Source material

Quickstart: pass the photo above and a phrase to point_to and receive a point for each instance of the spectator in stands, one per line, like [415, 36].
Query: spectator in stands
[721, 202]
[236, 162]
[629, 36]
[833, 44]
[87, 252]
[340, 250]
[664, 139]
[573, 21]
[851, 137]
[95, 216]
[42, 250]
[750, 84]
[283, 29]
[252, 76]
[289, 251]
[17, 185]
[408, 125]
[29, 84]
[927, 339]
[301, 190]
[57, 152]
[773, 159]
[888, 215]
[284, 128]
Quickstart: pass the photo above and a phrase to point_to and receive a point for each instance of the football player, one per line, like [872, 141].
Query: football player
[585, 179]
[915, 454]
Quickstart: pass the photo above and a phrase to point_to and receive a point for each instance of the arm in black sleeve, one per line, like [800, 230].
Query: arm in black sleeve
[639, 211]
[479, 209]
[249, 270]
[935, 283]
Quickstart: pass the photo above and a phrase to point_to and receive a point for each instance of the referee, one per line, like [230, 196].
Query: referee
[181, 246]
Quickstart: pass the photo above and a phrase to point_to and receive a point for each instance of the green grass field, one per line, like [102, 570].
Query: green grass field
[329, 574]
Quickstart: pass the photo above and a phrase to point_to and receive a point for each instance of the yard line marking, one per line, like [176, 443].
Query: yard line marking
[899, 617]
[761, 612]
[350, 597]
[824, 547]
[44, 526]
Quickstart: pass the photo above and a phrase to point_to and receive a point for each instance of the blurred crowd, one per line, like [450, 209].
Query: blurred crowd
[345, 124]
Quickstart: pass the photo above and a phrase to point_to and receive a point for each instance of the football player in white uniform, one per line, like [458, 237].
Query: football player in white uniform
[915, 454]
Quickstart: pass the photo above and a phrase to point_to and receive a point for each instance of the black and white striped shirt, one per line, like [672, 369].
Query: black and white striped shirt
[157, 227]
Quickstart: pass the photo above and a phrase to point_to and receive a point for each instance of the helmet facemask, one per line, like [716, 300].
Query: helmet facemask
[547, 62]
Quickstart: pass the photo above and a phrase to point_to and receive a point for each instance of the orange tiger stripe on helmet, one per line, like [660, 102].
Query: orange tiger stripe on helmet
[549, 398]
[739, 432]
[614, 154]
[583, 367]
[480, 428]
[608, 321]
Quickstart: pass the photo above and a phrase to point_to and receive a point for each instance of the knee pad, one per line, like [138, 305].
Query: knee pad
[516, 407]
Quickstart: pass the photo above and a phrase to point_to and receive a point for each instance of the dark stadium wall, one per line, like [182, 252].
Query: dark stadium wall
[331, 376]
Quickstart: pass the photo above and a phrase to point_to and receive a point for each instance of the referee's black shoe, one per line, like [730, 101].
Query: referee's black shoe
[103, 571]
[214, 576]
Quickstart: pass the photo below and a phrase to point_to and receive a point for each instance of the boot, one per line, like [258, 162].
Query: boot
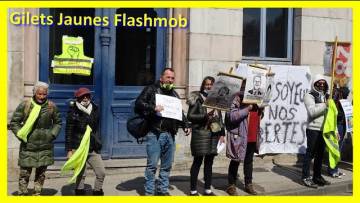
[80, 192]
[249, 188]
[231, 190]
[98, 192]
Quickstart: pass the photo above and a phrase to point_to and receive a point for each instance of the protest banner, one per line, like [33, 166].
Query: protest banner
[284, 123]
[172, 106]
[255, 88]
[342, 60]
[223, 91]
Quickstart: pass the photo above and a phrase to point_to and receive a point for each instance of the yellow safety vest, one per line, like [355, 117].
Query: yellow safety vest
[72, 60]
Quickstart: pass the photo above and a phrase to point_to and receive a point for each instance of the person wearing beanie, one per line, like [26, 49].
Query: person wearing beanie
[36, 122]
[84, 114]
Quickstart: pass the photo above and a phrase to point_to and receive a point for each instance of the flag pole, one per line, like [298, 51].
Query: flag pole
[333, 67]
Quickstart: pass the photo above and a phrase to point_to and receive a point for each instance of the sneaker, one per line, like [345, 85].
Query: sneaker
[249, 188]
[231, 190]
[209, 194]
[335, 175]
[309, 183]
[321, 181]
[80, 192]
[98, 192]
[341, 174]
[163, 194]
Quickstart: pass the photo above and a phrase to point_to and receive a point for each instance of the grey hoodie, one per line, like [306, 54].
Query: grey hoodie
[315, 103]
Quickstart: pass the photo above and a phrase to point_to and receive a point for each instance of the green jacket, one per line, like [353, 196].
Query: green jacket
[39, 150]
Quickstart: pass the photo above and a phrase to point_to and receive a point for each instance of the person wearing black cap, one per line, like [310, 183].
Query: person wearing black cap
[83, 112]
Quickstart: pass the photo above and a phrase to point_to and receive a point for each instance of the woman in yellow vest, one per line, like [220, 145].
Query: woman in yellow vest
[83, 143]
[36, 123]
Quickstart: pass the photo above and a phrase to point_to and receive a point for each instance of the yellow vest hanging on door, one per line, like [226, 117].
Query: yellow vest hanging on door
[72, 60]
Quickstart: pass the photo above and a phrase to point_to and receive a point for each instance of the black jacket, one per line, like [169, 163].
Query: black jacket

---

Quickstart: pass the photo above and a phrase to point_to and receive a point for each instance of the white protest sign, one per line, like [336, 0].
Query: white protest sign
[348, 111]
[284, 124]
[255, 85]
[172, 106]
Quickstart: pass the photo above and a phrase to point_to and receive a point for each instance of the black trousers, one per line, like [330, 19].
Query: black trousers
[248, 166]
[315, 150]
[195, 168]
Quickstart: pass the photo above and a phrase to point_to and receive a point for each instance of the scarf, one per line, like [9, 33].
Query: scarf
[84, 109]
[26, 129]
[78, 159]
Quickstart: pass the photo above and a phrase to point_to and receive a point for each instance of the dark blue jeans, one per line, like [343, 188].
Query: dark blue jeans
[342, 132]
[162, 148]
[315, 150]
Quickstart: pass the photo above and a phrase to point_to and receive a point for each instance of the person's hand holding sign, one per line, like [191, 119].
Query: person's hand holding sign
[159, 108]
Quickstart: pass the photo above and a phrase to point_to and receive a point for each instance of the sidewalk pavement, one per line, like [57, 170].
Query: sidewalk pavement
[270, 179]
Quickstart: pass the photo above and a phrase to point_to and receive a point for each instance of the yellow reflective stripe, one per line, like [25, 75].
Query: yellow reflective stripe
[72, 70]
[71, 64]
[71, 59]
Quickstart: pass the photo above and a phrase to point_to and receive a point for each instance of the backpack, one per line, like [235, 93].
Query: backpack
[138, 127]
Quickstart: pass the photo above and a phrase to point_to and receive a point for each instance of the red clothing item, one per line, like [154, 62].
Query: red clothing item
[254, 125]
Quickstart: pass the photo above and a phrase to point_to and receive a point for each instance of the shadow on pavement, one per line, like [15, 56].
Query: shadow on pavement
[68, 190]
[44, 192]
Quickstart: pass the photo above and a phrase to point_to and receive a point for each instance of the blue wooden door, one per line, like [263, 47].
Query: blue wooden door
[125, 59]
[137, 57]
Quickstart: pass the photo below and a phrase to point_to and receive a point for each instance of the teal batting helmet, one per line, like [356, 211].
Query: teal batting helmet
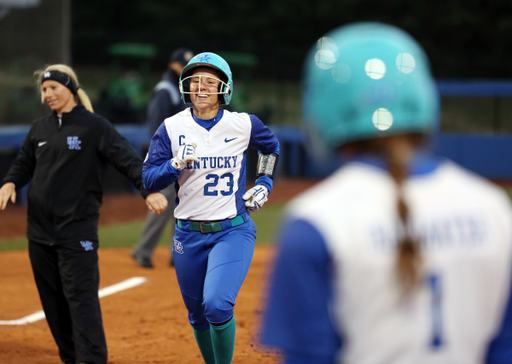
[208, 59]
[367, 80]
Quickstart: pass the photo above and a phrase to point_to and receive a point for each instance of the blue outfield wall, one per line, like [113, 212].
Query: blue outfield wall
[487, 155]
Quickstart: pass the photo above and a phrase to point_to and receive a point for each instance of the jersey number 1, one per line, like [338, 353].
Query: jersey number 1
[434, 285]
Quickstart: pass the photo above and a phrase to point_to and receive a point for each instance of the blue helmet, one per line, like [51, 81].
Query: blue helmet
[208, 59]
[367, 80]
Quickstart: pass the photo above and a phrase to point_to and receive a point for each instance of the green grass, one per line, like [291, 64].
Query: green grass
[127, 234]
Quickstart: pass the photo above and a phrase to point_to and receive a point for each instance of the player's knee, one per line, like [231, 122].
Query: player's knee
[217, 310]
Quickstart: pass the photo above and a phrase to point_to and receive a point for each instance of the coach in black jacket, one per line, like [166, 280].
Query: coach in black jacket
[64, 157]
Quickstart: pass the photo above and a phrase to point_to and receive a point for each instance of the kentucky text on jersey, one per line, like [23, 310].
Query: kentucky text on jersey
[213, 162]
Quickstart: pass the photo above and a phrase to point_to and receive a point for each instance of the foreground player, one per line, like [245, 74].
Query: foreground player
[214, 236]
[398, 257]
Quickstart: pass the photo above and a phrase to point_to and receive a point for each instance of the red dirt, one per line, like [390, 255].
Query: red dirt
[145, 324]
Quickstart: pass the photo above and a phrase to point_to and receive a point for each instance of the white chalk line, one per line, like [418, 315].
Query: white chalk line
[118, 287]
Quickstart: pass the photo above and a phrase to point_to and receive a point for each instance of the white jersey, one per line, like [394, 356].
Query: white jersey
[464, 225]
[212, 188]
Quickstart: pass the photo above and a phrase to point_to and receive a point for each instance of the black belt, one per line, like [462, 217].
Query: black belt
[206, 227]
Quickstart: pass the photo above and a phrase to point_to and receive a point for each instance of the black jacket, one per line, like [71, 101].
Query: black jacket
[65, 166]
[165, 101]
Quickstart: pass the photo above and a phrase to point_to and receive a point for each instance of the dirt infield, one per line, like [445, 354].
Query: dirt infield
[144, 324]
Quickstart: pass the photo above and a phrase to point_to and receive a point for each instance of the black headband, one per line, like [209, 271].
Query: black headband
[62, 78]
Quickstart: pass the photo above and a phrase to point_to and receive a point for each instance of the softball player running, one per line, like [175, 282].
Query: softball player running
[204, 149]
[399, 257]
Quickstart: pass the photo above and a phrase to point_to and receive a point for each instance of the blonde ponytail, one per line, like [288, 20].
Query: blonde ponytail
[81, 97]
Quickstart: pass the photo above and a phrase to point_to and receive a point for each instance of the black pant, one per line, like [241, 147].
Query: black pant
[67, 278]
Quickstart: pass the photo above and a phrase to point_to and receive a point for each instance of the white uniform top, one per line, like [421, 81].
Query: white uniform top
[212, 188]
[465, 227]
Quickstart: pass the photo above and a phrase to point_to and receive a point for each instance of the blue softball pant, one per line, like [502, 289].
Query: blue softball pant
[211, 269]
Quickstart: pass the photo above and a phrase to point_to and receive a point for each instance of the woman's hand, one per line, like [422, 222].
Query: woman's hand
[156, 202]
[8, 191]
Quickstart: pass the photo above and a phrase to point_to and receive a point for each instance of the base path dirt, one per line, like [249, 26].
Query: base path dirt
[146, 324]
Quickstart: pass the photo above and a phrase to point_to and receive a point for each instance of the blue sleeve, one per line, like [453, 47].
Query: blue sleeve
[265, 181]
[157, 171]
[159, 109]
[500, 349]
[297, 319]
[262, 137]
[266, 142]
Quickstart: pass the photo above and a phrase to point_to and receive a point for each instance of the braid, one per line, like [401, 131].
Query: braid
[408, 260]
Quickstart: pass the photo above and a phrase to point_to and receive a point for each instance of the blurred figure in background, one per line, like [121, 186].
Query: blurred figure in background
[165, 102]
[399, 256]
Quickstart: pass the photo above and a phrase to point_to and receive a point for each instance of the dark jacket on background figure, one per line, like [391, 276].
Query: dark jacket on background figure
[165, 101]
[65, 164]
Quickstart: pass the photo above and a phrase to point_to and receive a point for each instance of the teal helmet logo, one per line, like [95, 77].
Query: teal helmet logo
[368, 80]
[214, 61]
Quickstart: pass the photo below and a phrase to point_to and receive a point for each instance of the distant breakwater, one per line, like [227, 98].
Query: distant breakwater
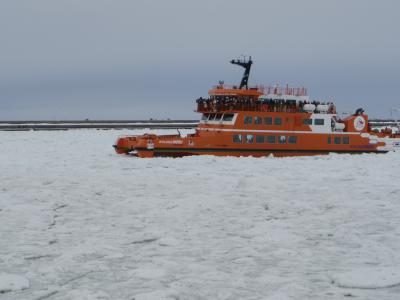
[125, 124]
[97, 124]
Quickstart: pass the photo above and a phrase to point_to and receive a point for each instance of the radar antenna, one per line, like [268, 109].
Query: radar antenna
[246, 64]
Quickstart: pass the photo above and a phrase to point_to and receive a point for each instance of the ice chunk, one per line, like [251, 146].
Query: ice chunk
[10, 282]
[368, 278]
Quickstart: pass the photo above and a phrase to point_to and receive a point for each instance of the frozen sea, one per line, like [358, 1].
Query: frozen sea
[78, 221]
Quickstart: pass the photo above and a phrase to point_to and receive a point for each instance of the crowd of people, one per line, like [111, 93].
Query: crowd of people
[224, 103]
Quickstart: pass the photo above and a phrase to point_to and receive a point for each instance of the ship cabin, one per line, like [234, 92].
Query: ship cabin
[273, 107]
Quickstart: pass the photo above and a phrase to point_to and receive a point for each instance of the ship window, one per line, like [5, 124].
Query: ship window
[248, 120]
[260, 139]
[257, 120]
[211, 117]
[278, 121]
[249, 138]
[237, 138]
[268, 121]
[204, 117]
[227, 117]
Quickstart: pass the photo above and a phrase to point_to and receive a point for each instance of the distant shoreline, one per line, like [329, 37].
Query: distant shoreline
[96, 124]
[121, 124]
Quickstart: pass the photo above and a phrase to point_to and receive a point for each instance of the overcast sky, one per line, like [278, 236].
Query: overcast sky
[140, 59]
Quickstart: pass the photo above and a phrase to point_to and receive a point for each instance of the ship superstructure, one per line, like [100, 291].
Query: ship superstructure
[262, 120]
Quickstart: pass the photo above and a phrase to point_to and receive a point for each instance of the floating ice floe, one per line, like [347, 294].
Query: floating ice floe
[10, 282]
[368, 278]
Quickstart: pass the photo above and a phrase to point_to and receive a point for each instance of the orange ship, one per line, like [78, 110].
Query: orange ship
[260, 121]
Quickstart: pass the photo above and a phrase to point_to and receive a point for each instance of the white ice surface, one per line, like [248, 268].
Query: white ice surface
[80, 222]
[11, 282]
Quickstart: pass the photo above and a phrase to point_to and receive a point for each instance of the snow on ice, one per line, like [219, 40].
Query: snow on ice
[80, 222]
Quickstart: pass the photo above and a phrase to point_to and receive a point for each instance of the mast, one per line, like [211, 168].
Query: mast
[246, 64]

Your task
Search the records for the word "below". Copy every line that has it.

Exercise response
Quickstart: pass the photo below and a phrase to point_to and receive a point for each instance of the boot, one per line, like [258, 162].
Quickstart: pass the photo below and a phrase to point_to and receive a point for each instance of the teal batting helmet, one per line, like [356, 211].
Quickstart: pass the photo below and a phrase to point_to and receive a point for each instance of the distant breakwater, one per line, like [227, 98].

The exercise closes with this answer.